**Aim of the task**
Rewrite the entries below as a JSON list of strings, with one string for each line and no blank lines.

**Given entries**
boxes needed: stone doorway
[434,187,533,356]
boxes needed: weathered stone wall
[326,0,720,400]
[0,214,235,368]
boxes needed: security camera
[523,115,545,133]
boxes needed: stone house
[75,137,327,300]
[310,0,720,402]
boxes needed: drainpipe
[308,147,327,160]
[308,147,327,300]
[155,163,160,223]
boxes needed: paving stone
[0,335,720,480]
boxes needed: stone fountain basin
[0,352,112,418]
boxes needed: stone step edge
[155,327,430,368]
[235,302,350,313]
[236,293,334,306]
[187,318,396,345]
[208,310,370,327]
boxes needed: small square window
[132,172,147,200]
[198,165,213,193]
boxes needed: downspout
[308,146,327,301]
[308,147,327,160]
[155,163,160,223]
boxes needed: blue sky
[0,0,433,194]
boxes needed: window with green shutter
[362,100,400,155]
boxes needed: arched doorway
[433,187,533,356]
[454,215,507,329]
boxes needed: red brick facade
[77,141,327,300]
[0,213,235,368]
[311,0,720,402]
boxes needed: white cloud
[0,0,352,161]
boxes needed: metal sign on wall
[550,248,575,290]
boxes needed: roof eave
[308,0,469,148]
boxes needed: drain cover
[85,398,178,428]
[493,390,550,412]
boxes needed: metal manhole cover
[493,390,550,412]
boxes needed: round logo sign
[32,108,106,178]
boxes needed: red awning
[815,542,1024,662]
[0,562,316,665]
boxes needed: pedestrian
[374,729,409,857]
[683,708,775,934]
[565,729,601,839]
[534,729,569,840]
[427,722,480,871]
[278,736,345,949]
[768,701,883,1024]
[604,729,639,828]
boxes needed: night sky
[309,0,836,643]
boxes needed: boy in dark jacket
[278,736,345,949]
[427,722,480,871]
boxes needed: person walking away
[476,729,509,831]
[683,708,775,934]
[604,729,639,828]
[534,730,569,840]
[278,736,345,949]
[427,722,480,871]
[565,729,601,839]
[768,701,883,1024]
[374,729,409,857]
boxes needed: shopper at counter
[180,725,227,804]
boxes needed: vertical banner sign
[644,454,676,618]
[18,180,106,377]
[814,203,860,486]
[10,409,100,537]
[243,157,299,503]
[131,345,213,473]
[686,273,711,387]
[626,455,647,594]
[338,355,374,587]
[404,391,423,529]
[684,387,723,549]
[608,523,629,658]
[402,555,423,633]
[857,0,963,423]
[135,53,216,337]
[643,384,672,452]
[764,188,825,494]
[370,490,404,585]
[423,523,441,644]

**Correct answer**
[
  "boxes needed: stone doorway",
  "[434,187,533,356]",
  "boxes needed: weathered stone wall",
  "[326,0,720,400]",
  "[0,214,235,368]",
  "boxes needed: security camera",
  "[523,115,545,133]",
  "boxes needed: stone house",
  "[75,137,327,300]",
  "[310,0,720,402]",
  "boxes needed: drainpipe",
  "[308,147,327,160]",
  "[308,147,327,300]",
  "[155,163,160,223]",
  "boxes needed: paving stone",
  "[0,335,720,480]",
  "boxes needed: stone fountain basin",
  "[0,352,112,418]",
  "boxes needed: stone step edge",
  "[155,327,430,368]",
  "[235,302,350,313]",
  "[236,293,334,306]",
  "[187,318,396,345]",
  "[208,310,370,327]",
  "boxes needed: small square window",
  "[132,172,147,200]",
  "[198,165,213,193]",
  "boxes needed: downspout",
  "[308,146,327,301]",
  "[308,147,327,160]",
  "[155,163,160,223]",
  "boxes needed: blue sky",
  "[0,0,433,194]",
  "boxes needed: window with green shutter",
  "[362,100,400,155]",
  "boxes needed: arched doorway",
  "[433,187,533,356]",
  "[454,215,507,329]",
  "boxes needed: red brick facade",
  "[77,141,327,300]",
  "[0,213,235,368]",
  "[311,0,720,402]",
  "boxes needed: white cloud",
  "[0,0,352,161]",
  "boxes needed: metal sign on wall",
  "[550,248,575,290]",
  "boxes needed: roof eave",
  "[308,0,469,148]",
  "boxes needed: drain cover",
  "[85,398,178,428]",
  "[493,390,550,412]",
  "boxes needed: metal manhole cover",
  "[493,390,550,412]",
  "boxes needed: round logo sign",
  "[32,108,106,178]",
  "boxes needed: red awning",
  "[815,542,1024,662]",
  "[0,562,316,665]",
  "boxes needed: pedestrian",
  "[374,729,409,857]",
  "[683,708,775,934]",
  "[565,729,601,839]",
  "[534,729,569,840]",
  "[427,722,480,871]",
  "[278,736,345,949]",
  "[768,701,883,1024]",
  "[604,729,639,828]",
  "boxes needed: night sky",
  "[309,0,836,643]",
  "boxes needed: boy in dark jacket",
  "[278,736,345,949]",
  "[427,722,480,871]",
  "boxes needed: person walking away",
  "[476,729,509,831]",
  "[683,708,775,934]",
  "[604,729,639,828]",
  "[534,730,569,840]",
  "[278,736,345,949]",
  "[427,722,480,871]",
  "[565,729,601,839]",
  "[768,701,883,1024]",
  "[374,729,409,857]",
  "boxes needed: shopper at counter",
  "[180,725,227,804]",
  "boxes needed: vertical banner sign",
  "[644,454,676,618]",
  "[18,180,106,377]",
  "[814,203,860,486]",
  "[10,409,100,537]",
  "[243,157,299,503]",
  "[131,345,213,473]",
  "[686,273,711,387]",
  "[626,455,647,594]",
  "[338,355,374,587]",
  "[404,391,423,529]",
  "[684,387,723,549]",
  "[608,523,629,658]",
  "[402,555,423,633]",
  "[857,0,963,423]",
  "[135,53,216,337]",
  "[643,384,672,452]",
  "[764,188,825,494]",
  "[370,490,404,585]",
  "[423,523,441,644]"
]